Please check every line of the listing for "outline" and copy each line where it is found.

——————————

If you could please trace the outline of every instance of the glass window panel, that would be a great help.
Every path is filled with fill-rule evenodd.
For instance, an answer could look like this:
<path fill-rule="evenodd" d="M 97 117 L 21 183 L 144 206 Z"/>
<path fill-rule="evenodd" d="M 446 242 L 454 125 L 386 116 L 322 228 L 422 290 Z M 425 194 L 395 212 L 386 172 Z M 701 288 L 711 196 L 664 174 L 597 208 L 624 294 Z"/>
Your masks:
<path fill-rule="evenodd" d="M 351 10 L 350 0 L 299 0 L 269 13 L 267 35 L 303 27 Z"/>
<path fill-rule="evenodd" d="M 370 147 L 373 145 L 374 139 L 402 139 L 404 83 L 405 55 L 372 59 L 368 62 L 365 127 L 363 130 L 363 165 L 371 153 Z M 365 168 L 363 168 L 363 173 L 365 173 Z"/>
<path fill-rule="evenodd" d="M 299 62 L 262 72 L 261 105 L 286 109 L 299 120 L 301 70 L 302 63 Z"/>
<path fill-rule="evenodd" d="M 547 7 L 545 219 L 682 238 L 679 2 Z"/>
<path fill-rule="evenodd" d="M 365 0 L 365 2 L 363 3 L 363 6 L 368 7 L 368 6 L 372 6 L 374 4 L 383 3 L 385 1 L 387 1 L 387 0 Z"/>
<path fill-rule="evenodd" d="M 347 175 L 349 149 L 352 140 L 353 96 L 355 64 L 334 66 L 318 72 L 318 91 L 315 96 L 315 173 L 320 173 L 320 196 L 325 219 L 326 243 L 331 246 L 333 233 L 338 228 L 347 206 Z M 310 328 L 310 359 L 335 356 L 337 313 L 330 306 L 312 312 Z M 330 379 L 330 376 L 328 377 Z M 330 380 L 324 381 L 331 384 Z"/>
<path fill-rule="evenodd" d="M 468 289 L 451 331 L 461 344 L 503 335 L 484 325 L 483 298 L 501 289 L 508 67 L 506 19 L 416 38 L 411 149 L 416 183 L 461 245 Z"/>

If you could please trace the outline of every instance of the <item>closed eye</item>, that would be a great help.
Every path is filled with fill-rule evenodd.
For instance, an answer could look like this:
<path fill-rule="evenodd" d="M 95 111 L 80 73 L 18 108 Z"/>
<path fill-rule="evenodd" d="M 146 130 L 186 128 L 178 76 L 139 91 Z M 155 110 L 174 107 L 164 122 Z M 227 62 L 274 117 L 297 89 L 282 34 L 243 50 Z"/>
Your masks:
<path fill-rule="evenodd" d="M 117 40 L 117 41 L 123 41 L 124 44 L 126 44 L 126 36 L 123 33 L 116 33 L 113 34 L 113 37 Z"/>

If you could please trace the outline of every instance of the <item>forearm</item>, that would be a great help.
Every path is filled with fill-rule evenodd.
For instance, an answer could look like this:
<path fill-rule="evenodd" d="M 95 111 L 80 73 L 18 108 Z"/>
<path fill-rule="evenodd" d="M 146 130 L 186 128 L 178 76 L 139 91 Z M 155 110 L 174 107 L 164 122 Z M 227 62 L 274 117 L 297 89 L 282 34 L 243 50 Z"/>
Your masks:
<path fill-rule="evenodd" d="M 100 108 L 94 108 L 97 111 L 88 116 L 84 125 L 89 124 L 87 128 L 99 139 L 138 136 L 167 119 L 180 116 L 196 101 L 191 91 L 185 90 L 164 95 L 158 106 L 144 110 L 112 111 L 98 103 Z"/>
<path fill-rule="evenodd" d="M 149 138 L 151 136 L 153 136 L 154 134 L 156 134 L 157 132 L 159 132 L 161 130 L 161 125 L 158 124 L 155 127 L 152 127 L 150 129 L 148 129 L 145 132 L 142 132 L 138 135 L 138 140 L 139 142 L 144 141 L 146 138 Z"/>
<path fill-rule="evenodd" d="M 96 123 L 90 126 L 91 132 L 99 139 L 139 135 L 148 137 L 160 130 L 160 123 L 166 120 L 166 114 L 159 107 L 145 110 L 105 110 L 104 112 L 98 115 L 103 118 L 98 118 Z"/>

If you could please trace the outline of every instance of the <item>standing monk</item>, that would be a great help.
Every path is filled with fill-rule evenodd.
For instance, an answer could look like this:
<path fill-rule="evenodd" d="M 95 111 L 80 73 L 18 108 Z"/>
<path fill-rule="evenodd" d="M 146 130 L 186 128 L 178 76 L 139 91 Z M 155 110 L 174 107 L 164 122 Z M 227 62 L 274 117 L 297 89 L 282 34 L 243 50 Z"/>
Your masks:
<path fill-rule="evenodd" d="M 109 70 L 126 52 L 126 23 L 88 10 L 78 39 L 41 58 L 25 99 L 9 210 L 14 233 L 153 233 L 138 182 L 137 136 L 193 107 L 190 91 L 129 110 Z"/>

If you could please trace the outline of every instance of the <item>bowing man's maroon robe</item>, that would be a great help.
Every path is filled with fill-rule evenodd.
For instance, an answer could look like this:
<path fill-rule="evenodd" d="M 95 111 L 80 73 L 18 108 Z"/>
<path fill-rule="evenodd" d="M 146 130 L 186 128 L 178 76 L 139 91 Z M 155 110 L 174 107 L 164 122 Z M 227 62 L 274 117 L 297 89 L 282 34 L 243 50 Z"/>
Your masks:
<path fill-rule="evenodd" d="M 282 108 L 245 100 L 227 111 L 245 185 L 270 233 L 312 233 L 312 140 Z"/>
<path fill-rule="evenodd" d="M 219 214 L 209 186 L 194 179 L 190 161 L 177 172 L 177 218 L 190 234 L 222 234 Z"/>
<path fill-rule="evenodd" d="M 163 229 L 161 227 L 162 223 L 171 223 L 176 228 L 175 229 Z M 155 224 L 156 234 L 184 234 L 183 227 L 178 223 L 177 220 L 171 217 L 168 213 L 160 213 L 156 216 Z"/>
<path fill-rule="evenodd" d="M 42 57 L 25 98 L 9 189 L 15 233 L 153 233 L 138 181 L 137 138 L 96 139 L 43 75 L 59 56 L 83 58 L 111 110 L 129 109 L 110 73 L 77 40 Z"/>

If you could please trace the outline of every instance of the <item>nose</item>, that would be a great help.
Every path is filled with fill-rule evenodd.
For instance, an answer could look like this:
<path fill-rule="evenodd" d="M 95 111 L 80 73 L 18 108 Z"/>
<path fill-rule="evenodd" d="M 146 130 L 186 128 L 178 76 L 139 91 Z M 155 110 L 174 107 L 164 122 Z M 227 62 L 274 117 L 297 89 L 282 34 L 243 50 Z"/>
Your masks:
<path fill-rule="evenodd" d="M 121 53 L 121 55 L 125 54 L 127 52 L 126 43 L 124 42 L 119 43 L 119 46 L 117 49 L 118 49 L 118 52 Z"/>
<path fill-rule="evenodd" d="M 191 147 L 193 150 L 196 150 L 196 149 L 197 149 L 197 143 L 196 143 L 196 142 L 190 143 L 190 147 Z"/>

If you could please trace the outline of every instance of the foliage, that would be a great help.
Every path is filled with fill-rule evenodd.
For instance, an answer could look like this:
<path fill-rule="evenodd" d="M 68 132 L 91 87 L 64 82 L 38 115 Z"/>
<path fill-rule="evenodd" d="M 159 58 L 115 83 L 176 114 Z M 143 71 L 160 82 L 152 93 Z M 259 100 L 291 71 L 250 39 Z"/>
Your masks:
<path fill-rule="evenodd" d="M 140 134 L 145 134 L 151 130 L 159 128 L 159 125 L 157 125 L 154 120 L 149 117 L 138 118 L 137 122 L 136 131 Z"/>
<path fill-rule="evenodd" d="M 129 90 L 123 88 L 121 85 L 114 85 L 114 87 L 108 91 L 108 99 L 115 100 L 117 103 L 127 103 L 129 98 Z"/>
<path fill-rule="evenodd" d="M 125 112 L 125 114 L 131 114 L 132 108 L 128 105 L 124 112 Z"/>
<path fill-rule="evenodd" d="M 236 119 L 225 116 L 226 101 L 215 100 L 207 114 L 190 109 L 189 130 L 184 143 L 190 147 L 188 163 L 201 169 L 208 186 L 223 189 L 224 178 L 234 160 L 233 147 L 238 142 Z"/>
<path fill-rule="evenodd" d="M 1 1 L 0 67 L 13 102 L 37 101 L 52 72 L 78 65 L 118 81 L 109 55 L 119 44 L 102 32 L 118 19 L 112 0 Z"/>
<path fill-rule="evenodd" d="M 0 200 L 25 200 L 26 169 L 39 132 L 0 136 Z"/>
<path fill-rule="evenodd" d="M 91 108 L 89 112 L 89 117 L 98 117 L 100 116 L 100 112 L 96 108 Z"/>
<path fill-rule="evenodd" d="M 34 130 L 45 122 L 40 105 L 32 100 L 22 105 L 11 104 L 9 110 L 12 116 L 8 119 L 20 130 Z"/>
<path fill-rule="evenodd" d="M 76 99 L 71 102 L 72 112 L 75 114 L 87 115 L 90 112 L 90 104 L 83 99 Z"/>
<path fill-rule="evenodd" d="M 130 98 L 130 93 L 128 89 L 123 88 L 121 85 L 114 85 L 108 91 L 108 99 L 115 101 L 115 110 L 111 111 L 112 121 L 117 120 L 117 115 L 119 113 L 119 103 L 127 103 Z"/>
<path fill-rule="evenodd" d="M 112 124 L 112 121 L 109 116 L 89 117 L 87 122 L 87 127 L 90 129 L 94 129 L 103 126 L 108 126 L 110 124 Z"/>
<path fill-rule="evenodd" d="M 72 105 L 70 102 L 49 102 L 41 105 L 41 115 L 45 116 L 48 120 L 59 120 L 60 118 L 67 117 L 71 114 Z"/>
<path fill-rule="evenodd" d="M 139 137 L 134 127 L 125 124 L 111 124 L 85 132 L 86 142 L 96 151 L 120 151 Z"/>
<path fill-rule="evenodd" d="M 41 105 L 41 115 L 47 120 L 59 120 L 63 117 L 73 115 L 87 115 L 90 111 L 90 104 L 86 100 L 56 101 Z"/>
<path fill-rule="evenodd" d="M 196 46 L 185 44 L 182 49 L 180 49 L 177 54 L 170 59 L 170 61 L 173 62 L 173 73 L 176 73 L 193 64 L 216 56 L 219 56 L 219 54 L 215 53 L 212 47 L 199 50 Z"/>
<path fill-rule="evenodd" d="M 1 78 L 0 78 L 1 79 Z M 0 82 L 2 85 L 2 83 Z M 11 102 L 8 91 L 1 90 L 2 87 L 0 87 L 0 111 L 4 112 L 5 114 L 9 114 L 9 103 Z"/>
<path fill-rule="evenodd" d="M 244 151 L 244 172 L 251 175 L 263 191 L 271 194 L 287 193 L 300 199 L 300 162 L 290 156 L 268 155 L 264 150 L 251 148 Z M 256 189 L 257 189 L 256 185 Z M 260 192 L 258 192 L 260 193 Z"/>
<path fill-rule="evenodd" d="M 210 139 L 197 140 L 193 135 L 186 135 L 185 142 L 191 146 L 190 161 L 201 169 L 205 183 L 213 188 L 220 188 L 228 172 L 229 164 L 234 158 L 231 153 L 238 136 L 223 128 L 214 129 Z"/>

——————————

**COMPLETED EXERCISE**
If you could please trace the outline of every instance of the glass window panel, that would be a great help.
If you could please trace the outline of every instance of the <item>closed eye</item>, that would be a great help.
If you could please trace the outline of every instance of the <item>forearm</item>, that would be a great help.
If you could please trace the outline of every instance of the <item>standing monk</item>, that would be a great help.
If you could please trace the outline of every instance of the <item>bowing man's maroon robe</item>, that would be a great help.
If you could please trace the outline of every instance of the <item>nose</item>, that would be a great help.
If you could please trace the outline of every instance of the foliage, that would be a great help.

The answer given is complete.